YOUR TASK:
Pictures stay out of the copy; restate everything else in the material exactly.

------------------------------

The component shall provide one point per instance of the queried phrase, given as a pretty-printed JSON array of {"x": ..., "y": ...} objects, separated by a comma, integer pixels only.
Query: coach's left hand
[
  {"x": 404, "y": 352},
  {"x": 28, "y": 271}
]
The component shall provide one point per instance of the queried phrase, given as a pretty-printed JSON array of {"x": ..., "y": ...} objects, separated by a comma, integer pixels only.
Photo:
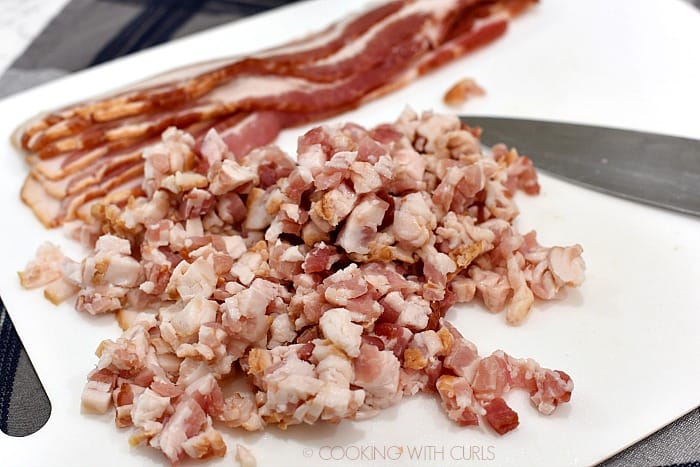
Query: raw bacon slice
[
  {"x": 249, "y": 99},
  {"x": 323, "y": 283}
]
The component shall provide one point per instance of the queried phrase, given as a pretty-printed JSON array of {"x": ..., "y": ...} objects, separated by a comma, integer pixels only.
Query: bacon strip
[{"x": 253, "y": 98}]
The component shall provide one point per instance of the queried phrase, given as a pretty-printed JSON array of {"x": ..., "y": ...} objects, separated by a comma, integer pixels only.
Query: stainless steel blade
[{"x": 656, "y": 169}]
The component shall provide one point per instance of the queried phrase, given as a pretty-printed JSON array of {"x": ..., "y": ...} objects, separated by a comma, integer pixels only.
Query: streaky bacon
[
  {"x": 328, "y": 297},
  {"x": 250, "y": 99}
]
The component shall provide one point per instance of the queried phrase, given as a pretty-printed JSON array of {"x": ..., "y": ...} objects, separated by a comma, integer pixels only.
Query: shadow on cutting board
[{"x": 24, "y": 405}]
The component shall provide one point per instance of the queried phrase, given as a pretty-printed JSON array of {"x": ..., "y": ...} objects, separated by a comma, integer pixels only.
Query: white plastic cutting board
[{"x": 628, "y": 336}]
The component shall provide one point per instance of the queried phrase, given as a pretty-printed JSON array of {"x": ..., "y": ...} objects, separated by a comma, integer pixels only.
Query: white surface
[
  {"x": 20, "y": 22},
  {"x": 628, "y": 336}
]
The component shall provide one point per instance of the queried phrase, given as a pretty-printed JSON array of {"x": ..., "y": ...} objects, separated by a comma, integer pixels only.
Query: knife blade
[{"x": 655, "y": 169}]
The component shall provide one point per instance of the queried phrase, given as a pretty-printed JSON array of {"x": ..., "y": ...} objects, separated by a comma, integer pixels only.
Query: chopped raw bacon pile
[
  {"x": 93, "y": 149},
  {"x": 325, "y": 281}
]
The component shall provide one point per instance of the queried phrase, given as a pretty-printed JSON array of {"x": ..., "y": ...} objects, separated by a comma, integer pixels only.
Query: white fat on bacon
[{"x": 323, "y": 284}]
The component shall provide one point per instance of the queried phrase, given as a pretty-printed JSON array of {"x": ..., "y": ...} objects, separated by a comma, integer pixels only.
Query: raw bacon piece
[
  {"x": 322, "y": 284},
  {"x": 250, "y": 99}
]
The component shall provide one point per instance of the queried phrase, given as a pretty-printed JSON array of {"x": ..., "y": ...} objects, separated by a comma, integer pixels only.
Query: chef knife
[{"x": 651, "y": 168}]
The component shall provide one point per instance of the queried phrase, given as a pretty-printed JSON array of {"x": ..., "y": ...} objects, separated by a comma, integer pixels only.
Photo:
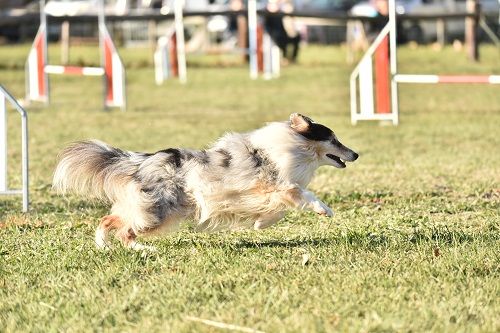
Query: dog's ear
[{"x": 299, "y": 122}]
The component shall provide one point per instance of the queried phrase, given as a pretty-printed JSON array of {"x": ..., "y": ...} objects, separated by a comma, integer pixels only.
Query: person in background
[{"x": 282, "y": 29}]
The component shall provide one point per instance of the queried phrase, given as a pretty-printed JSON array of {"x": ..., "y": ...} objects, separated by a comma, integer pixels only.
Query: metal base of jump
[
  {"x": 379, "y": 101},
  {"x": 4, "y": 188},
  {"x": 111, "y": 70}
]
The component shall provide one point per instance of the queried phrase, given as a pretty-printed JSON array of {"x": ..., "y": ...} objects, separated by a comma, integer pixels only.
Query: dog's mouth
[{"x": 339, "y": 162}]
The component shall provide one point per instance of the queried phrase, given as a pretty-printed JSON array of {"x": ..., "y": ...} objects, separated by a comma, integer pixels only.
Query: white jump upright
[
  {"x": 271, "y": 57},
  {"x": 264, "y": 55},
  {"x": 170, "y": 53},
  {"x": 362, "y": 75},
  {"x": 5, "y": 97},
  {"x": 111, "y": 69}
]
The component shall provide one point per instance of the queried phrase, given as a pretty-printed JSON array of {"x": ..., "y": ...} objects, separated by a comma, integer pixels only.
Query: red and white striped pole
[{"x": 37, "y": 81}]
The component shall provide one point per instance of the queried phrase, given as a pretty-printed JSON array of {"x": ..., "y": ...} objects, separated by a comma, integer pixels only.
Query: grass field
[{"x": 414, "y": 245}]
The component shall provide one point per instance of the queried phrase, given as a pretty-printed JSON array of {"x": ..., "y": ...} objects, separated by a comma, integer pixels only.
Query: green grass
[{"x": 414, "y": 245}]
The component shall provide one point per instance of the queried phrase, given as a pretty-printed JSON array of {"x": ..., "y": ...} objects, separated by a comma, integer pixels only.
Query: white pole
[
  {"x": 179, "y": 37},
  {"x": 25, "y": 163},
  {"x": 3, "y": 144},
  {"x": 252, "y": 38},
  {"x": 393, "y": 61},
  {"x": 101, "y": 26},
  {"x": 43, "y": 23}
]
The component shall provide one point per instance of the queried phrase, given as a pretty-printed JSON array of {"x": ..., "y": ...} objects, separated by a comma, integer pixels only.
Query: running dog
[{"x": 241, "y": 181}]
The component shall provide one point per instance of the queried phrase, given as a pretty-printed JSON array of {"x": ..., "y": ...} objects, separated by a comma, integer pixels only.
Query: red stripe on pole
[
  {"x": 174, "y": 62},
  {"x": 40, "y": 59},
  {"x": 382, "y": 82},
  {"x": 463, "y": 79},
  {"x": 260, "y": 49},
  {"x": 108, "y": 68}
]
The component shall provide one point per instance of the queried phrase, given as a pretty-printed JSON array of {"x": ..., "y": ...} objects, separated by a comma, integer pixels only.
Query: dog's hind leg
[
  {"x": 108, "y": 224},
  {"x": 304, "y": 199},
  {"x": 265, "y": 221},
  {"x": 124, "y": 233},
  {"x": 128, "y": 238}
]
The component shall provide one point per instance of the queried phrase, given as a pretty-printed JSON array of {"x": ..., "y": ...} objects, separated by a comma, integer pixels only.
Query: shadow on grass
[{"x": 365, "y": 240}]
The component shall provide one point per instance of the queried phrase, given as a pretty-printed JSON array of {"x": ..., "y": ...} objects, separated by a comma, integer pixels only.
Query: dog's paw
[{"x": 322, "y": 209}]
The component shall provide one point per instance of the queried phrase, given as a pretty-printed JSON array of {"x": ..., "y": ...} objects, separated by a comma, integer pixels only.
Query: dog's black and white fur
[{"x": 243, "y": 180}]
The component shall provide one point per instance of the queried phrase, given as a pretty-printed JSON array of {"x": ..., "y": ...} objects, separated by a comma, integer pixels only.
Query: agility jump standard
[
  {"x": 170, "y": 55},
  {"x": 111, "y": 69},
  {"x": 386, "y": 105},
  {"x": 4, "y": 187}
]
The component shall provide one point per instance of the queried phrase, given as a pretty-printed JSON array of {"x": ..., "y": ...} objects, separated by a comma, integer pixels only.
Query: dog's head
[{"x": 329, "y": 149}]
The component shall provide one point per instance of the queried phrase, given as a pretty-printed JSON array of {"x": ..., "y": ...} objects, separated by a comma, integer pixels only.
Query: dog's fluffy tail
[{"x": 94, "y": 169}]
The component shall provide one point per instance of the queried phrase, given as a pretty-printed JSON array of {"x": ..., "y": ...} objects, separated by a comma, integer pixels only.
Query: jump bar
[
  {"x": 74, "y": 70},
  {"x": 419, "y": 78}
]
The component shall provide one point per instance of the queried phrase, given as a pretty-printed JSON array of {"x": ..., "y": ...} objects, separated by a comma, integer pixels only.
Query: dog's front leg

------------------------------

THE RESULT:
The component shall provide one point per instance of the queried phrase, given as a pretty-printed JSON array of {"x": ..., "y": ...} objects, separated by a comma, integer pixels only.
Query: coach's left hand
[
  {"x": 404, "y": 352},
  {"x": 28, "y": 271}
]
The component shall provide one point per instance of the queried phrase, given as a pretty-printed JSON array of {"x": ..., "y": ...} objects, separated by a comma, integer pixels only.
Photo:
Query: raw bacon slice
[
  {"x": 249, "y": 99},
  {"x": 323, "y": 283}
]
The component shall provide one point per instance of the queried phrase, given as a pretty-printed JSON array of {"x": ..., "y": ...} objects, separated by a comma, integer pixels only.
Query: bacon strip
[{"x": 253, "y": 98}]
The component shall provide one point per instance of the queried phrase, given as a pretty-printed JSON array of {"x": ..., "y": ...} objects, separated by a comma, integer pixels only.
Query: stainless steel blade
[{"x": 656, "y": 169}]
The component shall provide one point per instance of the queried phrase, given as a pretty-printed JSON array of {"x": ..., "y": ...} objects, separated by a comma, integer pixels only.
Query: streaky bacon
[
  {"x": 328, "y": 297},
  {"x": 250, "y": 99}
]
The component shall provide one point per instance of the queried phrase, given as a pretty-printed JSON array of {"x": ..., "y": ...} objects, separated by a comma, integer pixels only.
Query: shadow on cutting board
[{"x": 24, "y": 405}]
The component shall provide one point per instance of the queried phrase, given as a pretty-printed JSON array of {"x": ..., "y": ...} objects, separated by a comma, integer pixels only.
Query: white plastic cutting board
[{"x": 628, "y": 336}]
The component shall provide one point per instance of the queried phrase, given as a pretty-printed JSON array of {"x": ..., "y": ...} objects, separated by a comma, integer pixels only.
Query: white surface
[
  {"x": 20, "y": 22},
  {"x": 628, "y": 336}
]
The component shall provide one point per instance of the queried phrase, given as a pretty-printed JSON array of {"x": ..., "y": ...} objects, separated by a comma, integer pixels only.
Query: knife blade
[{"x": 655, "y": 169}]
The component shall provide one point per instance of the queried phrase, given as a pretty-printed JSON array of {"x": ..., "y": ...} objects, separated by a comma, integer pixels only.
Query: chopped raw bacon pile
[
  {"x": 93, "y": 149},
  {"x": 325, "y": 281}
]
The component shall provide one point per instance of the queried phrase, given as a pretty-printed JSON array of {"x": ..., "y": ...} objects, separated by a comma, integer pixels only.
Query: white fat on bacon
[{"x": 323, "y": 284}]
The component shall provide one point per instance of the queried phrase, given as a pretty-printed JSON array of {"x": ..., "y": ...} objects, separated by a comma, integer pixels only.
Query: raw bacon piece
[
  {"x": 322, "y": 284},
  {"x": 250, "y": 99}
]
The component shall provide one point per instance of the queried phrase, given as a pretty-printed JSON array of {"x": ..., "y": ...} objects, separated by a comma, integer pixels only.
Query: chef knife
[{"x": 651, "y": 168}]
The component shall provide one point per instance of the queried phrase, given as a pretty-printed JSON array of {"x": ..., "y": ...} objects, separated by a comma, integer pixels only.
Photo:
Query: dog's ear
[{"x": 299, "y": 122}]
The component shall provide one point per instance of the queried phrase, given as a pretty-printed JSON array of {"x": ..., "y": ...} objects, separated by a comma, integer pixels only.
Query: person in background
[{"x": 282, "y": 29}]
The component shall provide one point per instance of the queried phrase, given as a pretty-printed JSON array of {"x": ..., "y": ...} objects, separated by a comma, integer pixels only.
Query: metal base of jump
[
  {"x": 379, "y": 101},
  {"x": 4, "y": 188},
  {"x": 111, "y": 70}
]
The component shall provide one point per instance of the queried phrase, given as a pretty-printed JSON array of {"x": ..., "y": ...} objects, separated by a comma, integer pixels only.
Query: dog's mouth
[{"x": 339, "y": 162}]
The component shall provide one point per instance of the queried phrase, given as a pretty-printed JSON array of {"x": ..., "y": ...} objects, separated by a comma, integer pixels only.
Query: white jump upright
[
  {"x": 271, "y": 57},
  {"x": 264, "y": 55},
  {"x": 170, "y": 53},
  {"x": 362, "y": 75},
  {"x": 5, "y": 97},
  {"x": 111, "y": 69}
]
The component shall provide one point per instance of the queried phrase, given as a pretty-printed JSON array of {"x": ..., "y": ...} objects, separated by a comma, integer pixels only.
Query: red and white striped pole
[{"x": 37, "y": 81}]
The component shall provide one point per instance of the queried phrase, given as a pretty-printed JSON array of {"x": ..., "y": ...} objects, separated by a comma, integer pixels only.
Query: grass field
[{"x": 414, "y": 245}]
The component shall provide one point per instance of the queried phrase, given as a pretty-printed JSON array of {"x": ..., "y": ...} objects, separated by a comma, integer pixels only.
Query: green grass
[{"x": 414, "y": 245}]
The component shall provide one point per instance of the queried phrase, given as a pretty-printed JSON array of {"x": ..., "y": ...} objects, separated by a comma, integer pixels only.
Query: white pole
[
  {"x": 179, "y": 37},
  {"x": 25, "y": 163},
  {"x": 3, "y": 144},
  {"x": 252, "y": 38},
  {"x": 393, "y": 61},
  {"x": 101, "y": 26},
  {"x": 43, "y": 23}
]
The component shall provide one point per instance of the queried phrase, given as a pretty-printed JSON array of {"x": ..., "y": ...} objects, separated by a comma, integer pixels only.
Query: running dog
[{"x": 241, "y": 181}]
The component shall provide one point per instance of the queried phrase, given as a pretty-printed JSON array of {"x": ..., "y": ...} objects, separated by a comma, integer pixels only.
Query: red stripe on pole
[
  {"x": 174, "y": 62},
  {"x": 40, "y": 59},
  {"x": 382, "y": 82},
  {"x": 463, "y": 79},
  {"x": 260, "y": 49},
  {"x": 108, "y": 68}
]
The component shall provide one point per instance of the queried phrase, given as a pretty-printed JSON array of {"x": ..., "y": ...} objects, separated by a comma, integer pixels only.
Query: dog's hind leg
[
  {"x": 108, "y": 224},
  {"x": 304, "y": 199},
  {"x": 265, "y": 221},
  {"x": 124, "y": 233},
  {"x": 128, "y": 238}
]
The component shall provide one point per instance of the queried phrase, given as a pretty-printed JSON array of {"x": ..., "y": ...} objects, separated by a comma, integer pixels only.
Query: shadow on grass
[{"x": 365, "y": 240}]
The component shall provide one point per instance of the queried phrase, given as a pretty-printed JSON array of {"x": ..., "y": ...} objects, separated by a comma, integer pixels only.
Query: dog's paw
[{"x": 322, "y": 209}]
The component shall provide one point per instance of the queried phrase, given as a pretty-printed JSON array of {"x": ..., "y": ...} objects, separated by a comma, integer pixels only.
Query: dog's black and white fur
[{"x": 243, "y": 180}]
The component shall provide one point per instance of the queried phrase, given as a pretty-printed JSON array of {"x": ..., "y": ...} objects, separated by a comma, integer pixels only.
Query: agility jump standard
[
  {"x": 170, "y": 55},
  {"x": 111, "y": 69},
  {"x": 386, "y": 105},
  {"x": 4, "y": 187}
]
The component shall provide one point per instance of the queried phrase, given as a pretty-printed JSON array of {"x": ..., "y": ...} objects, separated by a comma, integer pixels only.
Query: dog's head
[{"x": 329, "y": 149}]
The component shall provide one point per instance of the queried phrase, given as a pretty-printed JSON array of {"x": ..., "y": ...} objects, separated by a comma, integer pixels only.
Query: dog's fluffy tail
[{"x": 94, "y": 169}]
The component shall provide one point per instance of the queried phrase, given as a pretty-printed JSON array of {"x": ..., "y": ...} objects, separated by a comma, integer pixels only.
Query: jump bar
[
  {"x": 74, "y": 70},
  {"x": 419, "y": 78}
]
The component shall provide one point per instance of the queried phrase, given as a pretty-printed JSON array of {"x": ..., "y": ...} objects, separated by a comma, integer pixels only.
Query: dog's front leg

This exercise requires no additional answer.